*Problem description*.
Nothing but the lines below between the line holding "positive clicks: (364, 359)" and the line holding "326L275 336V327L269 326L271", inclusive, should appear in the answer, each set down exactly.

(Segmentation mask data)

○ ○ ○ ○ ○ ○ ○

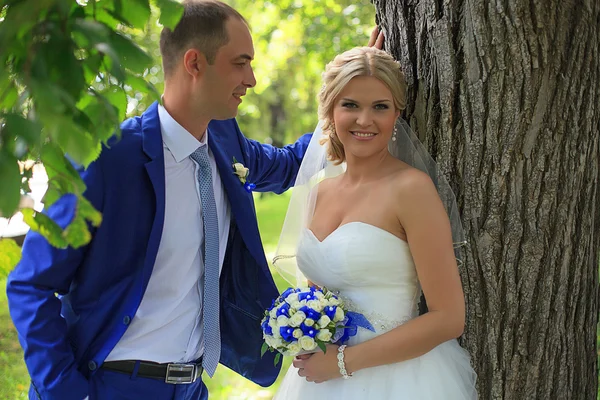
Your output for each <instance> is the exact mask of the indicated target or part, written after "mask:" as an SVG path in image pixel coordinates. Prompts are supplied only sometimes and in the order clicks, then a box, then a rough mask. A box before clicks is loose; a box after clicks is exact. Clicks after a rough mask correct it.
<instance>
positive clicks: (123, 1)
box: [119, 0, 150, 29]
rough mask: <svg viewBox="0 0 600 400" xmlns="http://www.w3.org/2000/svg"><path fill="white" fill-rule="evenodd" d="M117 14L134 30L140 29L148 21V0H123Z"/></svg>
mask: <svg viewBox="0 0 600 400" xmlns="http://www.w3.org/2000/svg"><path fill="white" fill-rule="evenodd" d="M121 4H122V5H121V12H120V13H119V14H120V15H121V16H122V17H123V18H124V19H125V20H127V21H128V22H129V23H130V24H131V26H133V27H134V28H138V29H142V28H144V26H145V25H146V22H148V19H150V4H149V3H148V0H125V1H123V2H122V3H121Z"/></svg>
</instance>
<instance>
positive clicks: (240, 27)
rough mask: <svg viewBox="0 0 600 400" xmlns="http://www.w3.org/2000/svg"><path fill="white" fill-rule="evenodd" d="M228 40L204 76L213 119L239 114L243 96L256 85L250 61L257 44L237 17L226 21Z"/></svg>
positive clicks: (210, 107) (204, 85)
mask: <svg viewBox="0 0 600 400" xmlns="http://www.w3.org/2000/svg"><path fill="white" fill-rule="evenodd" d="M226 29H227V34H228V36H229V42H228V43H227V44H226V45H225V46H222V47H221V48H220V49H219V50H218V52H217V56H216V59H215V62H214V64H213V65H208V66H207V69H206V73H205V74H204V77H203V79H202V80H203V83H202V89H201V90H202V92H203V97H204V98H205V99H206V104H208V105H209V108H210V114H211V117H212V119H218V120H223V119H229V118H233V117H235V116H236V115H237V112H238V107H239V105H240V103H241V102H242V96H244V95H245V94H246V90H247V89H248V88H252V87H254V86H255V85H256V79H255V78H254V72H253V71H252V66H251V65H250V62H251V61H252V60H253V59H254V45H253V44H252V36H251V35H250V31H249V30H248V27H247V26H246V24H245V23H244V22H243V21H240V20H238V19H237V18H229V20H228V21H227V23H226Z"/></svg>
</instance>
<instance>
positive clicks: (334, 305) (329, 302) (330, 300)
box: [328, 297, 340, 306]
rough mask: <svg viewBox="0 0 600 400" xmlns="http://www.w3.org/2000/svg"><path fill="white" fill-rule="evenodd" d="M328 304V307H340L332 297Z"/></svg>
mask: <svg viewBox="0 0 600 400" xmlns="http://www.w3.org/2000/svg"><path fill="white" fill-rule="evenodd" d="M328 303H329V305H330V306H339V305H340V301H339V300H338V299H336V298H333V297H332V298H331V299H329V300H328Z"/></svg>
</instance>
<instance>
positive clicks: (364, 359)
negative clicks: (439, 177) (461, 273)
mask: <svg viewBox="0 0 600 400" xmlns="http://www.w3.org/2000/svg"><path fill="white" fill-rule="evenodd" d="M410 174H411V176H409V177H404V179H403V180H402V182H401V183H400V185H399V187H398V191H399V195H400V196H401V197H400V198H401V200H402V201H398V202H397V203H398V210H397V215H398V217H399V220H400V223H401V225H402V227H403V228H404V230H405V232H406V235H407V238H408V243H409V247H410V251H411V254H412V257H413V260H414V262H415V266H416V270H417V274H418V277H419V282H420V283H421V287H422V289H423V293H424V294H425V298H426V299H427V307H428V309H429V311H428V312H427V313H426V314H424V315H421V316H419V317H417V318H415V319H413V320H411V321H409V322H408V323H406V324H404V325H401V326H399V327H397V328H395V329H393V330H391V331H390V332H387V333H385V334H383V335H381V336H378V337H376V338H374V339H372V340H369V341H367V342H364V343H361V344H359V345H357V346H353V347H348V348H347V350H346V352H345V353H346V354H345V360H346V365H347V367H346V368H347V369H348V371H349V372H352V371H358V370H360V369H363V368H369V367H374V366H377V365H383V364H390V363H395V362H399V361H403V360H407V359H411V358H415V357H418V356H421V355H423V354H425V353H427V352H429V351H430V350H432V349H433V348H434V347H436V346H438V345H439V344H441V343H443V342H445V341H448V340H450V339H454V338H457V337H459V336H460V335H461V334H462V332H463V329H464V323H465V303H464V294H463V290H462V285H461V281H460V276H459V274H458V268H457V265H456V259H455V255H454V250H453V246H452V234H451V230H450V222H449V220H448V216H447V214H446V210H445V209H444V206H443V205H442V202H441V200H440V198H439V196H438V194H437V190H436V189H435V186H434V185H433V183H432V182H431V179H430V178H429V177H428V176H427V175H425V174H423V173H421V172H419V171H415V170H413V171H410Z"/></svg>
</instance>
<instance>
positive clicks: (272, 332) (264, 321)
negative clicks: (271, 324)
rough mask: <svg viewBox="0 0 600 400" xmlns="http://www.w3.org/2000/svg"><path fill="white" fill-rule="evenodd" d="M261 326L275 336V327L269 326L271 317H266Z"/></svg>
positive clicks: (263, 330)
mask: <svg viewBox="0 0 600 400" xmlns="http://www.w3.org/2000/svg"><path fill="white" fill-rule="evenodd" d="M261 327H262V330H263V332H264V333H265V334H266V335H269V336H273V329H272V328H271V327H270V326H269V318H265V320H264V321H263V323H262V325H261Z"/></svg>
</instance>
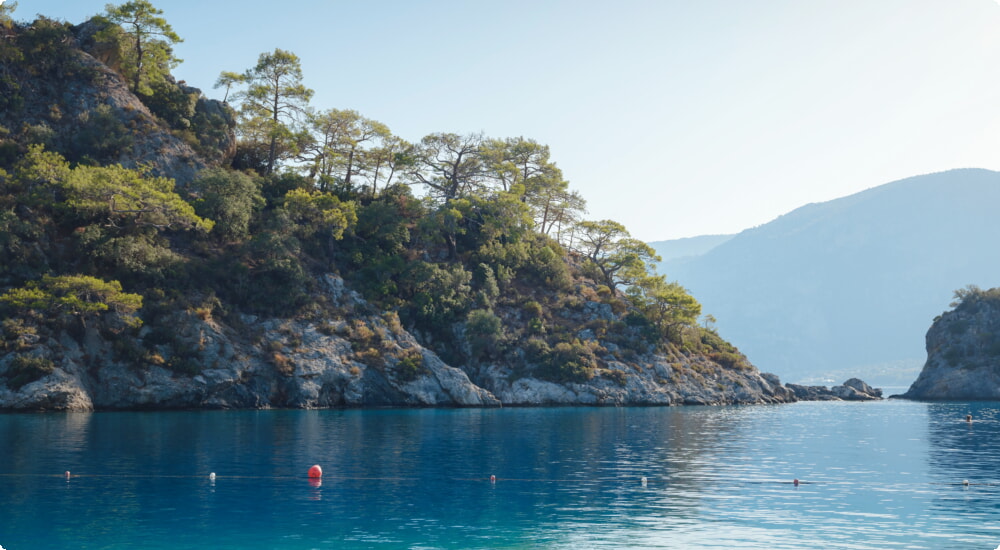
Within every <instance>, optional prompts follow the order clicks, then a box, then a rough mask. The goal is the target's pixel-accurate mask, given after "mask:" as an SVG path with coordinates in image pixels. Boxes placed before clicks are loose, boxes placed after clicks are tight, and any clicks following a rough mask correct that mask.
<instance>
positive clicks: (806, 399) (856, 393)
mask: <svg viewBox="0 0 1000 550" xmlns="http://www.w3.org/2000/svg"><path fill="white" fill-rule="evenodd" d="M786 387H787V388H788V389H789V390H791V391H792V392H793V393H794V394H795V397H797V398H798V399H800V400H802V401H876V400H879V399H882V390H880V389H878V388H872V387H871V386H869V385H868V384H866V383H864V382H863V381H861V380H860V379H857V378H851V379H850V380H847V381H846V382H844V383H843V384H841V385H839V386H834V387H832V388H827V387H826V386H800V385H799V384H786Z"/></svg>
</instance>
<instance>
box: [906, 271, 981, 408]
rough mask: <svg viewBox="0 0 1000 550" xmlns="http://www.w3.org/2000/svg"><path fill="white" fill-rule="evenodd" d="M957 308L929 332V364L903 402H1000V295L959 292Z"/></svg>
mask: <svg viewBox="0 0 1000 550" xmlns="http://www.w3.org/2000/svg"><path fill="white" fill-rule="evenodd" d="M956 295H957V298H958V300H957V301H956V302H954V303H953V304H952V305H953V306H954V308H953V309H952V310H950V311H947V312H945V313H944V314H942V315H939V316H937V317H935V318H934V324H932V325H931V328H930V329H929V330H928V331H927V338H926V341H927V362H926V363H925V364H924V367H923V369H922V370H921V371H920V376H919V377H918V378H917V379H916V381H914V382H913V384H912V385H911V386H910V388H909V390H907V392H906V393H905V394H903V395H902V396H901V397H904V398H907V399H922V400H951V401H975V400H979V401H996V400H997V399H1000V361H998V360H1000V338H998V337H1000V289H996V288H994V289H990V290H981V289H979V288H977V287H969V288H966V289H963V290H960V291H958V292H956Z"/></svg>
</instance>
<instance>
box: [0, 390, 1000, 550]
mask: <svg viewBox="0 0 1000 550" xmlns="http://www.w3.org/2000/svg"><path fill="white" fill-rule="evenodd" d="M967 413H971V414H973V415H974V418H975V420H974V422H973V423H972V424H971V425H970V424H967V423H966V422H964V421H963V420H962V419H963V417H964V416H965V414H967ZM998 437H1000V403H953V404H927V403H912V402H905V401H885V402H879V403H797V404H792V405H780V406H754V407H685V408H622V409H591V408H572V409H503V410H415V411H414V410H384V411H263V412H260V411H253V412H244V411H240V412H169V413H163V412H160V413H95V414H44V415H21V414H15V415H0V446H2V447H0V545H2V546H3V548H5V549H6V550H23V549H36V548H38V549H54V550H55V549H63V548H65V549H126V548H127V549H132V548H152V549H161V548H162V549H171V550H180V549H190V548H213V549H251V550H252V549H314V548H317V549H319V548H624V547H631V548H696V549H697V548H726V549H729V548H757V549H784V548H788V549H792V548H794V549H810V548H822V549H834V548H845V549H847V548H849V549H866V548H872V549H875V548H879V549H881V548H908V549H920V548H927V549H950V548H954V549H966V548H968V549H989V550H993V549H994V548H996V547H997V546H998V545H1000V446H998ZM312 464H320V465H322V467H323V469H324V472H325V475H324V477H323V480H322V483H321V484H318V485H317V484H315V483H310V481H309V480H308V479H307V478H306V477H305V474H306V471H307V470H308V468H309V466H311V465H312ZM66 470H70V471H71V472H72V473H73V477H72V478H71V479H70V480H69V481H67V480H66V479H64V478H63V477H62V473H63V472H64V471H66ZM210 472H216V474H217V478H216V480H215V481H214V482H212V481H210V480H209V477H208V475H209V473H210ZM491 474H493V475H496V477H497V480H496V483H495V484H493V483H490V481H489V476H490V475H491ZM643 476H645V477H646V478H647V483H646V485H645V486H643V485H642V483H641V481H640V480H641V478H642V477H643ZM795 478H798V479H799V480H801V481H802V483H801V484H800V485H799V486H798V487H796V486H794V485H793V484H792V483H791V481H792V480H793V479H795ZM963 480H968V481H969V482H970V484H969V485H968V486H966V485H963V483H962V481H963Z"/></svg>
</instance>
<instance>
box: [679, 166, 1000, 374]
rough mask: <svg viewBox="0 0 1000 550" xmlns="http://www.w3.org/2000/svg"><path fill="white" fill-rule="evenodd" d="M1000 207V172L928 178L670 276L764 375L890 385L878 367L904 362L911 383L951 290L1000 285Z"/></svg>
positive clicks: (840, 199)
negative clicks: (689, 291) (999, 205)
mask: <svg viewBox="0 0 1000 550" xmlns="http://www.w3.org/2000/svg"><path fill="white" fill-rule="evenodd" d="M998 201H1000V173H997V172H992V171H988V170H980V169H962V170H952V171H948V172H942V173H937V174H929V175H924V176H918V177H914V178H909V179H905V180H901V181H897V182H893V183H889V184H886V185H883V186H879V187H876V188H873V189H869V190H867V191H864V192H861V193H857V194H855V195H851V196H849V197H844V198H842V199H837V200H834V201H830V202H826V203H820V204H810V205H807V206H804V207H802V208H799V209H797V210H794V211H792V212H790V213H789V214H786V215H784V216H781V217H779V218H778V219H776V220H774V221H772V222H770V223H768V224H765V225H762V226H760V227H757V228H754V229H750V230H747V231H744V232H742V233H740V234H739V235H737V236H736V237H734V238H732V239H731V240H729V241H727V242H725V243H723V244H721V245H719V246H717V247H716V248H714V249H712V250H710V251H709V252H707V253H706V254H704V255H702V256H698V257H694V258H688V259H679V260H675V261H670V262H664V265H663V266H662V267H661V272H664V273H666V274H667V276H668V277H669V278H670V279H674V280H678V281H679V282H680V283H681V284H683V285H684V286H685V287H687V288H688V289H689V290H690V291H691V293H692V294H693V295H694V296H696V297H697V298H698V299H699V300H700V301H701V302H702V304H703V306H704V311H705V312H706V313H711V314H713V315H714V316H715V317H716V318H717V319H718V326H719V329H720V330H721V331H723V332H724V333H725V334H726V335H727V336H729V337H730V338H731V341H732V342H733V343H734V344H736V345H737V346H739V347H740V349H741V350H742V351H743V352H744V353H746V354H747V355H748V356H749V357H750V359H751V360H752V361H753V362H754V363H755V364H757V365H758V366H759V367H760V368H761V369H763V370H766V371H772V372H775V373H777V374H779V375H780V376H781V377H782V378H785V379H787V380H791V381H795V380H806V379H811V378H814V377H817V376H823V375H825V374H827V373H833V372H836V373H837V374H836V375H837V376H843V375H844V374H852V375H860V376H863V377H865V378H866V379H871V380H874V381H875V382H876V383H887V382H888V383H891V382H894V380H892V379H891V377H889V376H885V375H884V374H885V373H881V372H880V370H881V369H883V368H884V367H886V366H896V367H898V366H900V365H905V366H906V367H907V368H908V369H909V371H908V372H907V373H904V374H903V376H904V379H903V380H902V383H908V380H912V379H913V378H915V377H916V373H917V372H918V371H919V367H920V365H921V364H922V363H923V358H924V351H923V343H924V342H923V337H924V333H925V332H926V331H927V327H928V326H930V324H931V320H932V319H933V318H934V316H935V315H937V314H939V313H941V312H942V311H943V310H944V309H946V308H947V306H948V303H949V302H950V300H951V297H952V292H953V291H954V290H955V289H957V288H960V287H964V286H965V285H967V284H970V283H972V284H977V285H980V286H983V287H991V286H996V284H997V282H998V281H997V280H998V279H1000V255H997V254H996V253H995V242H996V236H997V235H998V234H1000V217H998V216H997V215H996V206H995V205H996V204H1000V202H998ZM906 377H908V380H907V379H906ZM883 380H884V381H883Z"/></svg>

○ ○ ○ ○ ○ ○ ○

*Task result*.
positive clicks: (364, 359)
negative clicks: (439, 177) (461, 273)
mask: <svg viewBox="0 0 600 400" xmlns="http://www.w3.org/2000/svg"><path fill="white" fill-rule="evenodd" d="M410 174H411V176H409V177H404V179H403V180H402V182H401V183H400V185H399V187H398V191H399V195H400V196H401V197H400V198H401V200H402V201H398V202H397V203H398V210H397V215H398V217H399V220H400V223H401V225H402V227H403V228H404V230H405V232H406V235H407V238H408V243H409V247H410V251H411V254H412V257H413V260H414V262H415V266H416V270H417V274H418V277H419V282H420V283H421V287H422V289H423V293H424V294H425V298H426V299H427V307H428V309H429V311H428V312H427V313H426V314H424V315H421V316H419V317H417V318H415V319H413V320H411V321H409V322H408V323H406V324H404V325H401V326H399V327H397V328H395V329H393V330H391V331H390V332H387V333H385V334H383V335H381V336H378V337H376V338H374V339H372V340H369V341H367V342H364V343H361V344H359V345H357V346H353V347H348V348H347V350H346V352H345V353H346V354H345V360H346V365H347V367H346V368H347V369H348V371H349V372H352V371H358V370H360V369H363V368H369V367H374V366H377V365H383V364H390V363H395V362H399V361H403V360H407V359H411V358H415V357H418V356H421V355H423V354H425V353H427V352H429V351H430V350H432V349H433V348H434V347H436V346H438V345H439V344H441V343H443V342H445V341H448V340H450V339H454V338H457V337H459V336H460V335H461V334H462V332H463V329H464V323H465V303H464V294H463V290H462V285H461V281H460V276H459V274H458V268H457V265H456V259H455V255H454V250H453V246H452V234H451V230H450V222H449V220H448V216H447V214H446V210H445V209H444V206H443V205H442V202H441V200H440V198H439V196H438V194H437V190H436V189H435V186H434V185H433V183H432V182H431V179H430V178H429V177H428V176H427V175H425V174H423V173H421V172H419V171H415V170H413V171H410Z"/></svg>
</instance>
<instance>
positive clicks: (272, 332) (264, 321)
negative clicks: (271, 324)
rough mask: <svg viewBox="0 0 600 400" xmlns="http://www.w3.org/2000/svg"><path fill="white" fill-rule="evenodd" d="M261 326L275 336V327L269 326L271 317H266Z"/></svg>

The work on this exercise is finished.